• PERINTAH TUGAS: Kutip bagian teks tentang jaringan telekomunikasi di daerah 3T mulai dari "Dengan dana yang" sampai dengan "keinginan Presiden Jokowi.".

Pemerintah Disarankan Bijak Dalam Menggelar Jaringan Telekomunikasi di Daerah 3T
kominfo memiliki banyak pilihan untuk memberikan layanan telekomunikasi di 12.500 desa yang belum mendapatkan layanan telekomunikasi
Penulis: Imanuel Nicolas Manafe
Editor: Hasiolan Eko P Gultom
![Pemerintah Disarankan Bijak Dalam Menggelar Jaringan Telekomunikasi di Daerah 3T](https://asset-2.tstatic.net/tribunnews/foto/bank/images/20130819_akses-internet-di-pedesaan_9967.jpg)
Dengan dana yang terbatas, opsi yang menurut Uchok paling terjangkau dan mudah untuk dieksekusi Menteri Johnny adalah dengan memanfaatkan jaringan Palapa Ring yang sudah tergelar.
Mengutamakan pemanfaatan jaringan Palapa Ring yang sudah tergelar menurut Uchok merupakan keinginan Presiden Jokowi.
Cara untuk memanfaatkan serta meningkatkan utilisasi Palapa Ring dapat dilakukan dengan menggunakan dana APBN 2021 untuk membuat jaringan backhaul fiber optik maupun microwave link.
Saat ini Pemerintah sudah menyediakan Sistem Komunikasi Kabel Bawah Laut (SKKL) Palapa Ring Paket Barat, Palapa Ring Paket Tengah dan Palapa Ring Paket Timur.
Utilisasi Palapa Ring dari 3 paket tersebut masih jauh di bawah harapan. Contohnya saja Palapa Ring Paket Barat yang terdiri dari 24 core (12 pair) dengan kapasitas masing-masing pair 100 Gbps.

Entri koleksi:
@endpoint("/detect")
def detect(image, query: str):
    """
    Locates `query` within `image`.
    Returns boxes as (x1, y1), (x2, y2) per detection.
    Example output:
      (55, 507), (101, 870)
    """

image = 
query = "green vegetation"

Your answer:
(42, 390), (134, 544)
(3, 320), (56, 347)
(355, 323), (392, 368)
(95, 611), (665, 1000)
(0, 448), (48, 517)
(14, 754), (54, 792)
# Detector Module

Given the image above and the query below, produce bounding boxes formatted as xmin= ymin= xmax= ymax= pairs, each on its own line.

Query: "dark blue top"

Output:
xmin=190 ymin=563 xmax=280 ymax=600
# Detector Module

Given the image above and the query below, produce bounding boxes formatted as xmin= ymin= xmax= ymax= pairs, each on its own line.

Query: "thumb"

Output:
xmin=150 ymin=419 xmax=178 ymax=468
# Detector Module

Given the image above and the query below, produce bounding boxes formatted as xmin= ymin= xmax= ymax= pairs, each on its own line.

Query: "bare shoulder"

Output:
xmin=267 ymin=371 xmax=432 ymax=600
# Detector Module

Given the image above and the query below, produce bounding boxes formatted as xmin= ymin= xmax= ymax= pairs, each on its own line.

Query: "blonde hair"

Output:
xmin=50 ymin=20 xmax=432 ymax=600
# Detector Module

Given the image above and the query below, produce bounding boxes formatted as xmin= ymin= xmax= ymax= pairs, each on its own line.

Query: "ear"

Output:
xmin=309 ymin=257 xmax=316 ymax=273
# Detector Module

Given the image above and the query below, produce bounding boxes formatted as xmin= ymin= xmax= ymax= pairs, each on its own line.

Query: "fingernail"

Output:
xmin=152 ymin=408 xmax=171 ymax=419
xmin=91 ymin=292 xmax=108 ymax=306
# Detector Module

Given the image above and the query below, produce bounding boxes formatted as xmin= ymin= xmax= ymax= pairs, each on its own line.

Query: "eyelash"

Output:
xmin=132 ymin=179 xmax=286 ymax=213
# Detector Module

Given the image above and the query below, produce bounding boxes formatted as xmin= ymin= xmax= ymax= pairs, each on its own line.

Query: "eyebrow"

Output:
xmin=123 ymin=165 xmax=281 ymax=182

• JAWABAN TUGAS:
Dengan dana yang terbatas, opsi yang menurut Uchok paling terjangkau dan mudah untuk dieksekusi Menteri Johnny adalah dengan memanfaatkan jaringan Palapa Ring yang sudah tergelar.
Mengutamakan pemanfaatan jaringan Palapa Ring yang sudah tergelar menurut Uchok merupakan keinginan Presiden Jokowi.